**What is needed:** Please print each record that follows precisely as it appears.

**Saved entries:**
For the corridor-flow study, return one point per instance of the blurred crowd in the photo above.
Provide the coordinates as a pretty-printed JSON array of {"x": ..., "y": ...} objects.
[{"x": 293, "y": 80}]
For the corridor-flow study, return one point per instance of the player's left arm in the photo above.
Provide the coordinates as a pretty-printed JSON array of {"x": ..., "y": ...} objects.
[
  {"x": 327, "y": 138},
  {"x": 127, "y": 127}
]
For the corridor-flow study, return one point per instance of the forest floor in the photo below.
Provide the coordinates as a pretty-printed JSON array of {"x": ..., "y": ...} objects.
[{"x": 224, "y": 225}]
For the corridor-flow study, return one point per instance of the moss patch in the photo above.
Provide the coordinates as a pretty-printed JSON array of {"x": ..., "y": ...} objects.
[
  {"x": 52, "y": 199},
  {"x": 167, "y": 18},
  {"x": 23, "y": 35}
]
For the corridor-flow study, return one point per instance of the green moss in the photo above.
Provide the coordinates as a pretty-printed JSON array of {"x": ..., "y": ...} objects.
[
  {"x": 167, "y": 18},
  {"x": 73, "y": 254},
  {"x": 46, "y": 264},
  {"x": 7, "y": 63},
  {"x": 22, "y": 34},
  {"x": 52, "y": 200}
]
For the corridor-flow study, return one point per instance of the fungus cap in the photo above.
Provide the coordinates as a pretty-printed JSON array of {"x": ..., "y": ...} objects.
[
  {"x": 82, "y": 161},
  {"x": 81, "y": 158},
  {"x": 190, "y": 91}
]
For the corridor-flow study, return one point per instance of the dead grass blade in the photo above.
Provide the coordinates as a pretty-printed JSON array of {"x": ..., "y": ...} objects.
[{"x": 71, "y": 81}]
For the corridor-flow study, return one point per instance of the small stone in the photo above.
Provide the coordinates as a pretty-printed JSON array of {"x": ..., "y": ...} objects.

**Result of this task:**
For the corridor-flow study, return one point per instance of the blurred crowd in the photo above.
Provide the coordinates as a pretty-printed JSON array of {"x": ..., "y": ...} objects.
[{"x": 293, "y": 80}]
For the corridor-flow study, return one point per instance of the player's left arm in the photo above.
Provide the coordinates as a pretty-printed JSON array of {"x": ..., "y": ...} objects.
[
  {"x": 327, "y": 138},
  {"x": 127, "y": 127}
]
For the corridor-flow study, return one point per instance of the forest floor in the photo below.
Provide the coordinates as a pretty-printed JSON array of {"x": ..., "y": ...} objects.
[{"x": 224, "y": 225}]
For the corridor-flow study, return one point per instance of the moss patch in the photo above.
Provide the coordinates as a pretty-printed JSON array of {"x": ..., "y": ...} objects.
[
  {"x": 52, "y": 199},
  {"x": 167, "y": 18},
  {"x": 23, "y": 35}
]
For the corridor-flow study, return one point per instance of the green moss in the photo above.
Provide the coordinates as a pretty-printed JSON array of {"x": ..., "y": ...} objects.
[
  {"x": 167, "y": 18},
  {"x": 73, "y": 254},
  {"x": 46, "y": 264},
  {"x": 7, "y": 63},
  {"x": 22, "y": 34},
  {"x": 52, "y": 200}
]
For the corridor-flow study, return one point per instance of the fungus cap in the photo above.
Provide the coordinates as a pretty-printed JSON array of {"x": ..., "y": ...} objects.
[
  {"x": 82, "y": 161},
  {"x": 81, "y": 158},
  {"x": 190, "y": 91}
]
For the corridor-flow study, return one point per instance of the dead grass blade in the photo above.
Provide the coordinates as a pretty-printed JSON array of {"x": ..., "y": ...} objects.
[{"x": 71, "y": 81}]
For the corridor-flow study, return one point per instance of the small stone in the photo above.
Provide the coordinates as a pretty-printed JSON array of {"x": ..., "y": ...} objects.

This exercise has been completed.